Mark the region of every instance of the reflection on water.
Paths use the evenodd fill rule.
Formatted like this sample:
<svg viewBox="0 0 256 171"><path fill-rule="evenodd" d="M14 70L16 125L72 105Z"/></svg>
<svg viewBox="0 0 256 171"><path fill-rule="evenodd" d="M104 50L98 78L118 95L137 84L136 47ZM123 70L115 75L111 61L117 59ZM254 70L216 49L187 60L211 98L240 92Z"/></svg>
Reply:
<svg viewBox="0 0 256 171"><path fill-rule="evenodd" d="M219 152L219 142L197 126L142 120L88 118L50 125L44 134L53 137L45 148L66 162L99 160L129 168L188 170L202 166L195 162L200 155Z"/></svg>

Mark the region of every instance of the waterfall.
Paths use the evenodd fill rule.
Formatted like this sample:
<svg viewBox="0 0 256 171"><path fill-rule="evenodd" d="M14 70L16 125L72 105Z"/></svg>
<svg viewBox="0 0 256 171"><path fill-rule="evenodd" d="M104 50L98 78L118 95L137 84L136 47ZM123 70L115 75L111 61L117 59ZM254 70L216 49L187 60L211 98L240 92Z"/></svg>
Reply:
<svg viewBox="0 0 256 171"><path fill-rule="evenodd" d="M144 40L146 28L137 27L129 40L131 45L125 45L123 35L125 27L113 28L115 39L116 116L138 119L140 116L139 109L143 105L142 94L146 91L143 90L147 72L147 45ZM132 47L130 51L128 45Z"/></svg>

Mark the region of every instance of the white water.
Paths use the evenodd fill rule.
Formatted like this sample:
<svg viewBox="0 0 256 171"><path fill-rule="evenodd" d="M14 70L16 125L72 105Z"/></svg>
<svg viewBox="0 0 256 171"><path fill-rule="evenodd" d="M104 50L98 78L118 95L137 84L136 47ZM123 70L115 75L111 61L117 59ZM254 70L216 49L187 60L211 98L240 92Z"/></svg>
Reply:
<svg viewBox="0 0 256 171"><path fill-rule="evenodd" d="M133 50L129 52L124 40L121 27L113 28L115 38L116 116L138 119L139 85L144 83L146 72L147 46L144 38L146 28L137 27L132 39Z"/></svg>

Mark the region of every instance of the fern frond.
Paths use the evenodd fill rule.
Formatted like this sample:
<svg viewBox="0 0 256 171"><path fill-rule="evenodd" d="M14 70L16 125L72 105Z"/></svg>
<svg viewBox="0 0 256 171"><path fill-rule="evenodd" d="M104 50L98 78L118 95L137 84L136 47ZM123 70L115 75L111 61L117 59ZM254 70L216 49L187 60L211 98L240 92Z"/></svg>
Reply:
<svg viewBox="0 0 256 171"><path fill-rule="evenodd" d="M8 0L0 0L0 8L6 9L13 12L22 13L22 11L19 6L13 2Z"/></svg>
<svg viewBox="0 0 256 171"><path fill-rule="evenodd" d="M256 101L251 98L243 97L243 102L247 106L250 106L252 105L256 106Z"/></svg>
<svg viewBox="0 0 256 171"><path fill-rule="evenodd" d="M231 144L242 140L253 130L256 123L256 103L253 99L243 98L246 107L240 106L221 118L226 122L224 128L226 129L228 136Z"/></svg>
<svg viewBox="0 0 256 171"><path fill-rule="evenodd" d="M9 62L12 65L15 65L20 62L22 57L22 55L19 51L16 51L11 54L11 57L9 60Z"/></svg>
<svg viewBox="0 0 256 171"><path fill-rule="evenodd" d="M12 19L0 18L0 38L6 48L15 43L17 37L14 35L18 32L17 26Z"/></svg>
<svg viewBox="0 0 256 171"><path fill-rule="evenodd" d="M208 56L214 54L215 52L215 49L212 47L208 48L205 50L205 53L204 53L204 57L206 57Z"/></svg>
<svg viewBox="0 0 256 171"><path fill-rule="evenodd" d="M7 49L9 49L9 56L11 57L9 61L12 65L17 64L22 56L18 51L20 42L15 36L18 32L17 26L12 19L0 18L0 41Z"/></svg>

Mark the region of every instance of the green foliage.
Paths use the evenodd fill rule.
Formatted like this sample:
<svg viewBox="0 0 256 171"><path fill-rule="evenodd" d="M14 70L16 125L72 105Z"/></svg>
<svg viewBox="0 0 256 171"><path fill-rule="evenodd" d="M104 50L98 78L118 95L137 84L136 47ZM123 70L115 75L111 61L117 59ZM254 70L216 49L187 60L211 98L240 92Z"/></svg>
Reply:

○ ○ ○ ○ ○

§ **What you will do**
Only the lines from the one that contains "Mark the region of every instance of the fern" through the last line should be repeated, each exactly as it stands, with both ends included.

§ **Result**
Mark the region of every instance of the fern frond.
Paths use the evenodd fill rule.
Formatted like this sample:
<svg viewBox="0 0 256 171"><path fill-rule="evenodd" d="M14 70L16 125L72 105Z"/></svg>
<svg viewBox="0 0 256 171"><path fill-rule="evenodd" d="M104 50L98 78L118 95L137 84L136 47ZM123 70L115 75L111 61L117 59ZM254 70L216 49L187 60L211 98L240 92Z"/></svg>
Reply:
<svg viewBox="0 0 256 171"><path fill-rule="evenodd" d="M8 0L0 0L0 8L6 9L13 12L22 13L22 11L19 6L13 2Z"/></svg>
<svg viewBox="0 0 256 171"><path fill-rule="evenodd" d="M256 101L251 98L243 97L243 102L247 106L250 106L252 105L256 106Z"/></svg>
<svg viewBox="0 0 256 171"><path fill-rule="evenodd" d="M231 144L242 140L253 130L256 123L256 103L253 99L243 98L246 107L240 106L221 118L226 122L224 128L226 129L228 136Z"/></svg>
<svg viewBox="0 0 256 171"><path fill-rule="evenodd" d="M9 62L12 65L15 65L20 62L22 57L22 55L19 51L16 51L11 54L11 57L9 60Z"/></svg>
<svg viewBox="0 0 256 171"><path fill-rule="evenodd" d="M12 19L0 18L0 38L6 48L15 43L17 37L14 35L18 32L17 26Z"/></svg>
<svg viewBox="0 0 256 171"><path fill-rule="evenodd" d="M208 56L214 54L215 52L215 49L212 47L208 48L205 50L205 53L204 53L204 57L206 57Z"/></svg>
<svg viewBox="0 0 256 171"><path fill-rule="evenodd" d="M7 49L9 49L9 56L11 57L9 61L12 65L17 64L22 56L18 51L20 42L15 36L18 32L17 26L12 19L0 18L0 41Z"/></svg>

Mark the region of every instance of the green foliage.
Paths use the evenodd fill rule.
Formatted like this sample:
<svg viewBox="0 0 256 171"><path fill-rule="evenodd" d="M14 70L16 125L72 105Z"/></svg>
<svg viewBox="0 0 256 171"><path fill-rule="evenodd" d="M104 50L98 78L118 95L137 84L136 47ZM123 70L115 75L111 61L117 59ZM254 70L216 49L187 60L211 98L240 92Z"/></svg>
Reply:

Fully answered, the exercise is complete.